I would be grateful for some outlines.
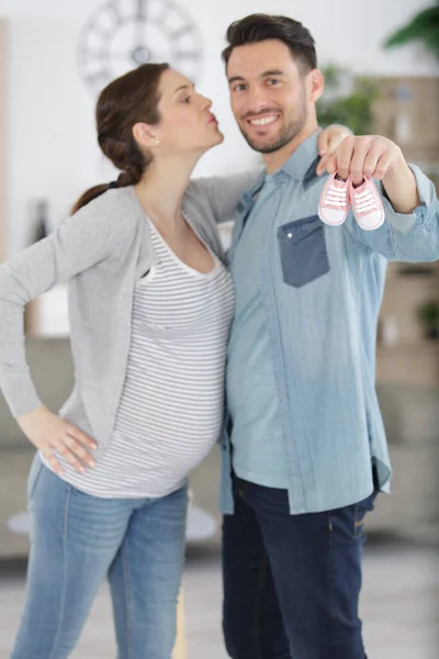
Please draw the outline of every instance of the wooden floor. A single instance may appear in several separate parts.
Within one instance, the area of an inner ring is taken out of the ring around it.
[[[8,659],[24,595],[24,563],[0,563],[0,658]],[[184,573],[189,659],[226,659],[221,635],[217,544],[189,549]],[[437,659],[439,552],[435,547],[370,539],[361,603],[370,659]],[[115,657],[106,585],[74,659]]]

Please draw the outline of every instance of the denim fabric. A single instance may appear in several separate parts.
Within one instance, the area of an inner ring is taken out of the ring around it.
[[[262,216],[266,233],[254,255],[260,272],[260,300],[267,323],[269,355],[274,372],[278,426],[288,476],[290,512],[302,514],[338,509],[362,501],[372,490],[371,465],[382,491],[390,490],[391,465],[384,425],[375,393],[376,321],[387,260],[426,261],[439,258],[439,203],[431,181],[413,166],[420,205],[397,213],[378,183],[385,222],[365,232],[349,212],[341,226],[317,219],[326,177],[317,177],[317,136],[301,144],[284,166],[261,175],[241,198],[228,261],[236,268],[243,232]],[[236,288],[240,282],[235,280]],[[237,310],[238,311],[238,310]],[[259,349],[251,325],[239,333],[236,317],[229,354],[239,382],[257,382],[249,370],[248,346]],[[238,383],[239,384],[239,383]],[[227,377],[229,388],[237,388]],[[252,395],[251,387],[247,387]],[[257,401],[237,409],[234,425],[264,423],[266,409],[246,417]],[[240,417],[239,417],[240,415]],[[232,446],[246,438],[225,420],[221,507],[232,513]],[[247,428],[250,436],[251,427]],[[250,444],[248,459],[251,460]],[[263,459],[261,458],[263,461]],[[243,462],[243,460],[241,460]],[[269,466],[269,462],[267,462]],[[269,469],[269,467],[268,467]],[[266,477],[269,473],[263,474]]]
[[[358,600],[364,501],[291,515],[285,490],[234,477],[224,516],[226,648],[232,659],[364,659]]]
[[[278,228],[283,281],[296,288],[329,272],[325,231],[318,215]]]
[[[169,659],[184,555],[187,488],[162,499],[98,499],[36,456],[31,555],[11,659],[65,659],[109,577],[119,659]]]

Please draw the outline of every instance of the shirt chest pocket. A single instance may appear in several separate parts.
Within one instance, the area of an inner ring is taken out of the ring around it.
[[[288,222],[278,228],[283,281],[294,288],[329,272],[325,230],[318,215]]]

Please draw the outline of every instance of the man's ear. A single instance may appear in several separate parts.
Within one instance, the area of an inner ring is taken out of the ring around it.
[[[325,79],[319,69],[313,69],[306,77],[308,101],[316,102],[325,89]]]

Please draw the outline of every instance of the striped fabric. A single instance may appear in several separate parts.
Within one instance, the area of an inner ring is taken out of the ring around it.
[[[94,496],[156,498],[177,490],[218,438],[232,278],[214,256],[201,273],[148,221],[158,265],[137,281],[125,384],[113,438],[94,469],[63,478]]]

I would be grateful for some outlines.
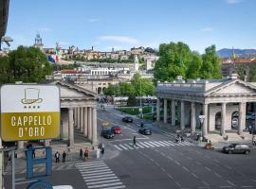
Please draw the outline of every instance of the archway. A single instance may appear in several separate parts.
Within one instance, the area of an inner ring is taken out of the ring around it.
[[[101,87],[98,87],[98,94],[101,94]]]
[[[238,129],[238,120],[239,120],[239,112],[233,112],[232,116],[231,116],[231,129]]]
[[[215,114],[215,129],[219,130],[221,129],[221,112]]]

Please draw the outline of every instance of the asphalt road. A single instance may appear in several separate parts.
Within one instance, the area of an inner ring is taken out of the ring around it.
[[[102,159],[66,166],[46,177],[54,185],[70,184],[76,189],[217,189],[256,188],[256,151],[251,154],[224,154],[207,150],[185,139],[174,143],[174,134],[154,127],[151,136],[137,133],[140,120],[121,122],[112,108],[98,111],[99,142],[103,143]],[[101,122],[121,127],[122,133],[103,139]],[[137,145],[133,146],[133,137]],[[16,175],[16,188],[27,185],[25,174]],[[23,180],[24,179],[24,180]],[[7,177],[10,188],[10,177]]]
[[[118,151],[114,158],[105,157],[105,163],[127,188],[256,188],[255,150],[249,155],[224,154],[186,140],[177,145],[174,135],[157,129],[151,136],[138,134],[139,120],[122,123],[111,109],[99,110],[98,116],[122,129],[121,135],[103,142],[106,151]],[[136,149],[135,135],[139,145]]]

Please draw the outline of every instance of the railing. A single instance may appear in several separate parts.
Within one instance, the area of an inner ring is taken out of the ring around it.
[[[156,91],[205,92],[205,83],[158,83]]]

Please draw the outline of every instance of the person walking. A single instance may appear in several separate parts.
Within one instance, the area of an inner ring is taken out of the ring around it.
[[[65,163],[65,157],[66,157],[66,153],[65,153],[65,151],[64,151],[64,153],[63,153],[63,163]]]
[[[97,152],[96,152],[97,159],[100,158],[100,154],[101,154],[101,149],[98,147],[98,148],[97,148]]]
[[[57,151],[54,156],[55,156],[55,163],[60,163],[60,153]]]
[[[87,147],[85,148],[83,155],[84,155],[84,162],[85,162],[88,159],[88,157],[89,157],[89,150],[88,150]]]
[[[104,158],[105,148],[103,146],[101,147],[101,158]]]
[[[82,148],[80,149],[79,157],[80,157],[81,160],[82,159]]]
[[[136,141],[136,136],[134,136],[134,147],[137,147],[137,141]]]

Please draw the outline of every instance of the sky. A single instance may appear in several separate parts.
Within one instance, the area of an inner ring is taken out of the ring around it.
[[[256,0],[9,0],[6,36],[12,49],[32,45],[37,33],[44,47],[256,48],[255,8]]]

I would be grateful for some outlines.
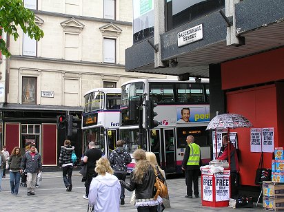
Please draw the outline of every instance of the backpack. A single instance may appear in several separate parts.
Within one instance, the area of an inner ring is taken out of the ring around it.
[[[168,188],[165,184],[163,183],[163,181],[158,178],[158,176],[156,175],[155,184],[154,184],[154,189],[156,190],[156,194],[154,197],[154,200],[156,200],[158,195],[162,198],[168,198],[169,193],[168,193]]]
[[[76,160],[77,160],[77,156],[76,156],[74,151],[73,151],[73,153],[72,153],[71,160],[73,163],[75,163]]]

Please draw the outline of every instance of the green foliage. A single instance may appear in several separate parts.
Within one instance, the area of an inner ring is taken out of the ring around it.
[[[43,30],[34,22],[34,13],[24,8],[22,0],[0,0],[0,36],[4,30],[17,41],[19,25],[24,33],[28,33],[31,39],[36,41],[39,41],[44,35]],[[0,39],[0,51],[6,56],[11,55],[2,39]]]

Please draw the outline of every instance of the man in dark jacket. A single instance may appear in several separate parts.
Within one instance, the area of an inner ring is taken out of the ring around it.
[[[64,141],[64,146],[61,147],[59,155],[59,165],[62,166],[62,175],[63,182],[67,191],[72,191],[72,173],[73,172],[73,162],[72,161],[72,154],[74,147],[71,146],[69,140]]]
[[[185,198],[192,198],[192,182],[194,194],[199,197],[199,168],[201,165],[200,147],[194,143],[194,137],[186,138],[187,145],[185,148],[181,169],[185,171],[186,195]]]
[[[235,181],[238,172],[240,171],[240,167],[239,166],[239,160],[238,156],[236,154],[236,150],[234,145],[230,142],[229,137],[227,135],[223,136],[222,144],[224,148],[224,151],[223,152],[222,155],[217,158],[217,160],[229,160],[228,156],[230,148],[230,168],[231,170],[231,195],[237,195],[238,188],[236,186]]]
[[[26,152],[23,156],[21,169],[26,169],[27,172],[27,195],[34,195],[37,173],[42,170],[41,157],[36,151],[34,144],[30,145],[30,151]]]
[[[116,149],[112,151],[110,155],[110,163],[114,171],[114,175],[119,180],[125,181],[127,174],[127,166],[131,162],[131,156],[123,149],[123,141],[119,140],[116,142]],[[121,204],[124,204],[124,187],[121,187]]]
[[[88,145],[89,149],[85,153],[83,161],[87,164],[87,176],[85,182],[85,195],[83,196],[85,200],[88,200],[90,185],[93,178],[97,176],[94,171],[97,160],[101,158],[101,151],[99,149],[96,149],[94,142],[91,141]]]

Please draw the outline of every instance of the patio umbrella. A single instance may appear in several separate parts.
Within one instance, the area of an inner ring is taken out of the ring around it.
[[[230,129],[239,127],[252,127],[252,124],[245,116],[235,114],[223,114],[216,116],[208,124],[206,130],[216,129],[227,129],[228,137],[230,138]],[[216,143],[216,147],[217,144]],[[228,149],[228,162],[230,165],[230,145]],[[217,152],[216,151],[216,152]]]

● ● ● ●

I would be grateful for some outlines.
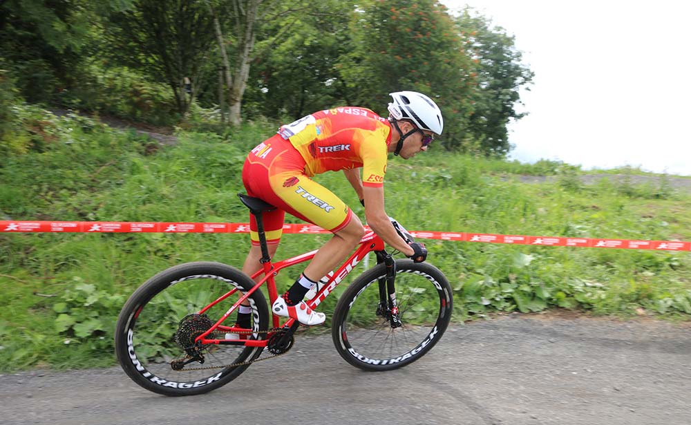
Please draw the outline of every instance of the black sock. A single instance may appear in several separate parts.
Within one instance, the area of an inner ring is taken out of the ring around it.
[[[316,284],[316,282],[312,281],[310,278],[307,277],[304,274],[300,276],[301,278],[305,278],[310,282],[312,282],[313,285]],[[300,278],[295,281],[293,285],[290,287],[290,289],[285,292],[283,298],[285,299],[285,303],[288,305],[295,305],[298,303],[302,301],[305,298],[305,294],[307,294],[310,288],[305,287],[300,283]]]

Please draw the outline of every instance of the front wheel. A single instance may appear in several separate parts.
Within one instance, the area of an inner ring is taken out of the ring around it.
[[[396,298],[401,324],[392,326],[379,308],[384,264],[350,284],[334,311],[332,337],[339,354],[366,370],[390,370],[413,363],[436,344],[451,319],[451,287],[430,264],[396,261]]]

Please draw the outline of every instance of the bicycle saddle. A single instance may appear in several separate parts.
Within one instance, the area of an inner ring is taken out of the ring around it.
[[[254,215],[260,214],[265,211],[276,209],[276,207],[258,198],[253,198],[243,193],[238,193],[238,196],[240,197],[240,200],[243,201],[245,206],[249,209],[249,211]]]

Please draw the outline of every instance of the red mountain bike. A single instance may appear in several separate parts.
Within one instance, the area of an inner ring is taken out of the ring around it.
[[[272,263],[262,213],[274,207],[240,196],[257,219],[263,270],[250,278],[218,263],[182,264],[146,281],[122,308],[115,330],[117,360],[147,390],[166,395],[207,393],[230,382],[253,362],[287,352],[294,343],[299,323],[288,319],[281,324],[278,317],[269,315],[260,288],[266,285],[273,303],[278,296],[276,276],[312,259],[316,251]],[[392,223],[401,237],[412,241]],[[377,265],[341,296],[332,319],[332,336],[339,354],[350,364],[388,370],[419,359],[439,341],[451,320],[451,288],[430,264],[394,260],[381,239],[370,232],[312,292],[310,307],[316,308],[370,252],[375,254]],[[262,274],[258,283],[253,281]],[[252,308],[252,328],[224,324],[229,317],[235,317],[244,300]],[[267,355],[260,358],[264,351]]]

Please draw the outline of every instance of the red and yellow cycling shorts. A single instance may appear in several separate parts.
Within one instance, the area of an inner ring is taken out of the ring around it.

● ● ● ●

* Short task *
Pick out every line of the entries above that contains the string "fabric", treating uppercase and lowercase as different, and copy each of those lines.

* Final answer *
Please draw the outline of every instance of the denim fabric. A single instance may appear in several separate parts.
Please draw the outline of every instance of the striped fabric. A single instance may appear in several separate parts.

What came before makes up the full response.